> **What to work on**
Omit images. Retype all entries verbatim.

Coordinate annotation entries

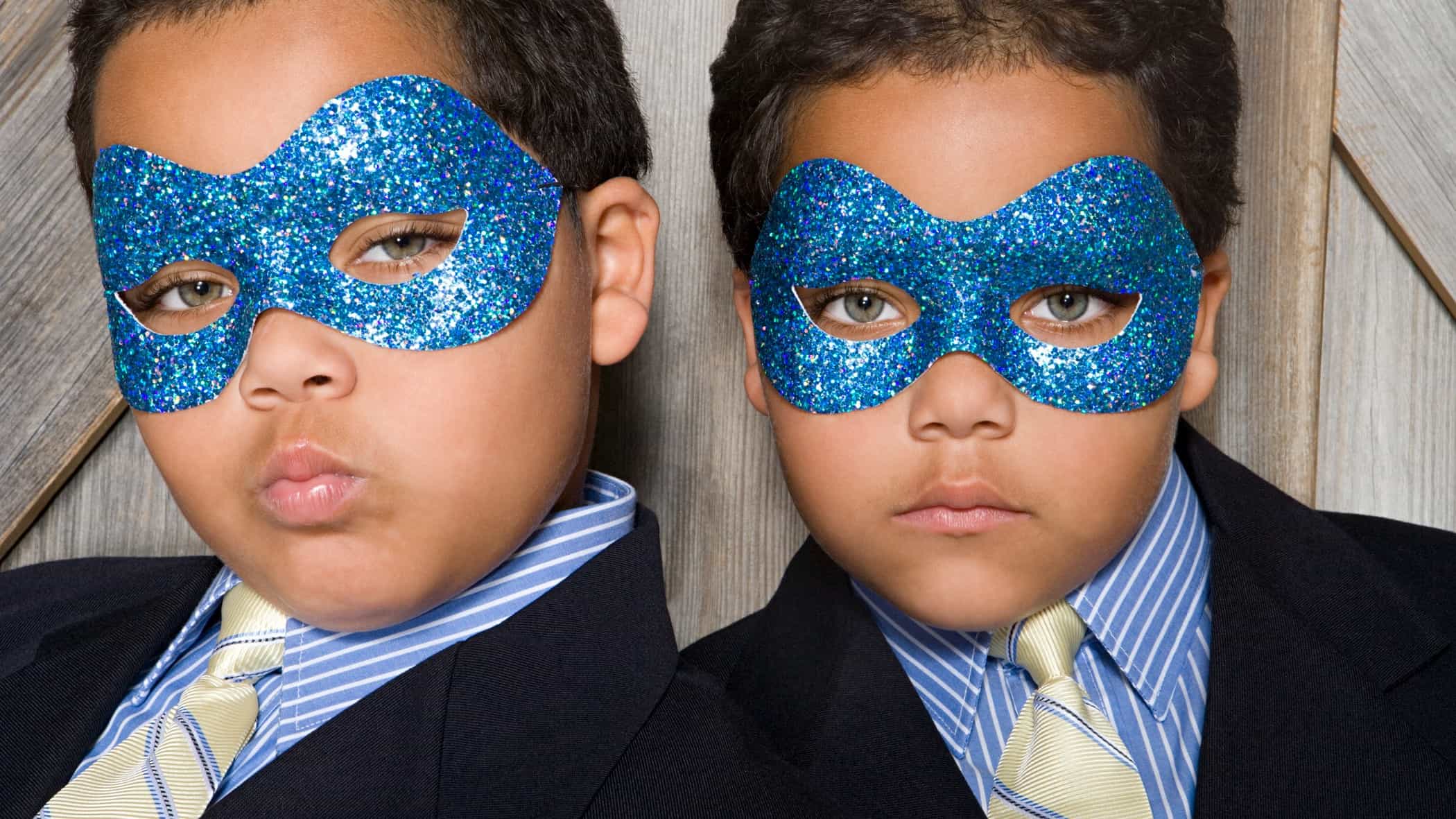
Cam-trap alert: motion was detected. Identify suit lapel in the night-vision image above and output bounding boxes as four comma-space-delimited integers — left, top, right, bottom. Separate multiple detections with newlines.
0, 560, 220, 816
1178, 426, 1456, 818
727, 541, 981, 819
205, 507, 677, 819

> **Response**
Cam-trap alert: motion was detected. Identify suit lapel in the night-vision image above and output bounding boxes as four comma-space-delimited integers — left, top, right, bottom. Separate multiple detections with newlines.
0, 560, 220, 816
1178, 426, 1456, 818
727, 541, 981, 819
205, 507, 677, 819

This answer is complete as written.